(Rows from an object pointing dataset)

......

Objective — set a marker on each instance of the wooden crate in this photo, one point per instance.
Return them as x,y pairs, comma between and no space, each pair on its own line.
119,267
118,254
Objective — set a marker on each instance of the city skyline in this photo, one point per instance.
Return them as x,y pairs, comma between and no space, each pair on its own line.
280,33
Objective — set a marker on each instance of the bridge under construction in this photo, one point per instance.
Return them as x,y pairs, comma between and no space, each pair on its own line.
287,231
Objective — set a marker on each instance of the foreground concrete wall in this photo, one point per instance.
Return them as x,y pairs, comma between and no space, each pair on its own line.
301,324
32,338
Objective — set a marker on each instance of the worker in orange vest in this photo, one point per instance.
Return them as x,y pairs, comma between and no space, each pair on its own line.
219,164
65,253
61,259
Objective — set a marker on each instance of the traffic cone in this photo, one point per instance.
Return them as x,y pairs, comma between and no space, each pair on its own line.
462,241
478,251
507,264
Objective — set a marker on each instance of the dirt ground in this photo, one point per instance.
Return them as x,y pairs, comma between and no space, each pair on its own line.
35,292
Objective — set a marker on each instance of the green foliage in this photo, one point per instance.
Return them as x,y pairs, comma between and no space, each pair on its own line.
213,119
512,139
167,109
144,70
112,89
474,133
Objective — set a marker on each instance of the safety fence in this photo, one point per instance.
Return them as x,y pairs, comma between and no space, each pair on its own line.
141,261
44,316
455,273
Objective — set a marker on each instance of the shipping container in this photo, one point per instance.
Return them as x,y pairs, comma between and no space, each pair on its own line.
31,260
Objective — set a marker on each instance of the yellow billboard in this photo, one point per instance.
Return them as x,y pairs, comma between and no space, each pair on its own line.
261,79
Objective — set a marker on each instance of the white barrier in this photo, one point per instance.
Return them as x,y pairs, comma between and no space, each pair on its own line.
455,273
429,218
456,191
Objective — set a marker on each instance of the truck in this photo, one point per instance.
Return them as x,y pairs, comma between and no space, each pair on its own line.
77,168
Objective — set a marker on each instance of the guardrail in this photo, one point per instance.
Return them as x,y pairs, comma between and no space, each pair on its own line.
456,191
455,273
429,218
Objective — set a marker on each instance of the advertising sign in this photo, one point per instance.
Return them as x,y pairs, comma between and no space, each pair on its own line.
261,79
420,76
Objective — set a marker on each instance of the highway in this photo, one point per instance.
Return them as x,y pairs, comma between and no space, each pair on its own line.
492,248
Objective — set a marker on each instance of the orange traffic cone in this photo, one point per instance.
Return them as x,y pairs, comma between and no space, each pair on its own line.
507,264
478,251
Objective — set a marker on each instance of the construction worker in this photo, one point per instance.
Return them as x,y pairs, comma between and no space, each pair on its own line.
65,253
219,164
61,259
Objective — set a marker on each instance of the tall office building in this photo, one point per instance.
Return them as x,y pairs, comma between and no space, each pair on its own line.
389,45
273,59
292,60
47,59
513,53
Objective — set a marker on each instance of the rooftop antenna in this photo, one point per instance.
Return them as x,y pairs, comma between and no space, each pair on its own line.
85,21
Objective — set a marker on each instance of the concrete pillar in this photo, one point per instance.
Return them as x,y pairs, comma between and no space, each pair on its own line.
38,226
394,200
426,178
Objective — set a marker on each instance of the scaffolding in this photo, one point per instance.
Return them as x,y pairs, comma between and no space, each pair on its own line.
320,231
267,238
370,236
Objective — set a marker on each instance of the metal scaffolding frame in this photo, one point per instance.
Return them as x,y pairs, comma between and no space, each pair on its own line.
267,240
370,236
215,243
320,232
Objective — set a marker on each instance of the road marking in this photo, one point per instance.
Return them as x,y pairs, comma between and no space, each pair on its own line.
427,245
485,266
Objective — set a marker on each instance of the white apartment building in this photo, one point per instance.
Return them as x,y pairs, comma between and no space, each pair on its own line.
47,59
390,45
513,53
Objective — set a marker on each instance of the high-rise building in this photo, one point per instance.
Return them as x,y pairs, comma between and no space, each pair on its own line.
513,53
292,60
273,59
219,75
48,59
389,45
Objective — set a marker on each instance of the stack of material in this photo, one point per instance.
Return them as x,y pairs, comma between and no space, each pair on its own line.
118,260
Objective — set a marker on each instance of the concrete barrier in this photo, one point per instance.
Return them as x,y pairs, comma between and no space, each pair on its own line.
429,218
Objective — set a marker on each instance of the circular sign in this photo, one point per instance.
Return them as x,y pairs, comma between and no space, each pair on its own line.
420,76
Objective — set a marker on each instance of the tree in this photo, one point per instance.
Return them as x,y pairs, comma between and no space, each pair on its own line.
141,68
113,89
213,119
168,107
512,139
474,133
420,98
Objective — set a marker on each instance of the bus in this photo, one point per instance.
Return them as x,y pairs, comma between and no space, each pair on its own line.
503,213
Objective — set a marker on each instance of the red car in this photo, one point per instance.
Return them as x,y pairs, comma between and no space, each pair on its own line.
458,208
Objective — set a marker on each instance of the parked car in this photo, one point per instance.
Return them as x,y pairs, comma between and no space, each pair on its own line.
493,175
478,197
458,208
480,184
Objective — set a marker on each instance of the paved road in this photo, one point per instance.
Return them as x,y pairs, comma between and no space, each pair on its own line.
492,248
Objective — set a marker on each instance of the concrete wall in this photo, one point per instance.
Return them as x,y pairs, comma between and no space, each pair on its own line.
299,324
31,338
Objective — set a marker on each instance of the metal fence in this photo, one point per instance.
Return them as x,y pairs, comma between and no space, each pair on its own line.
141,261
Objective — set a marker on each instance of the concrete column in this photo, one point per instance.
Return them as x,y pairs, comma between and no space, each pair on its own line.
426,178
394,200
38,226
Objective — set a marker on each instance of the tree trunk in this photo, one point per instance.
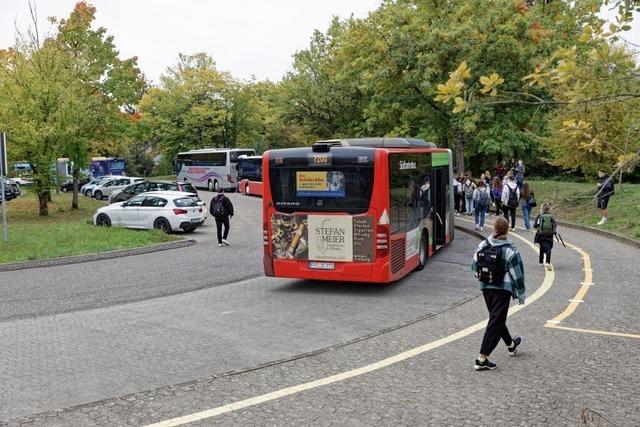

......

Pick out every line in the material above that contains the word "barrier", and copy each one in full.

## Solution to the problem
Objective — set a marker on each instance of the white barrier in this photo, one point per instance.
Objective — set a marker on each instance of the concrete barrier in this photo, one point per instance.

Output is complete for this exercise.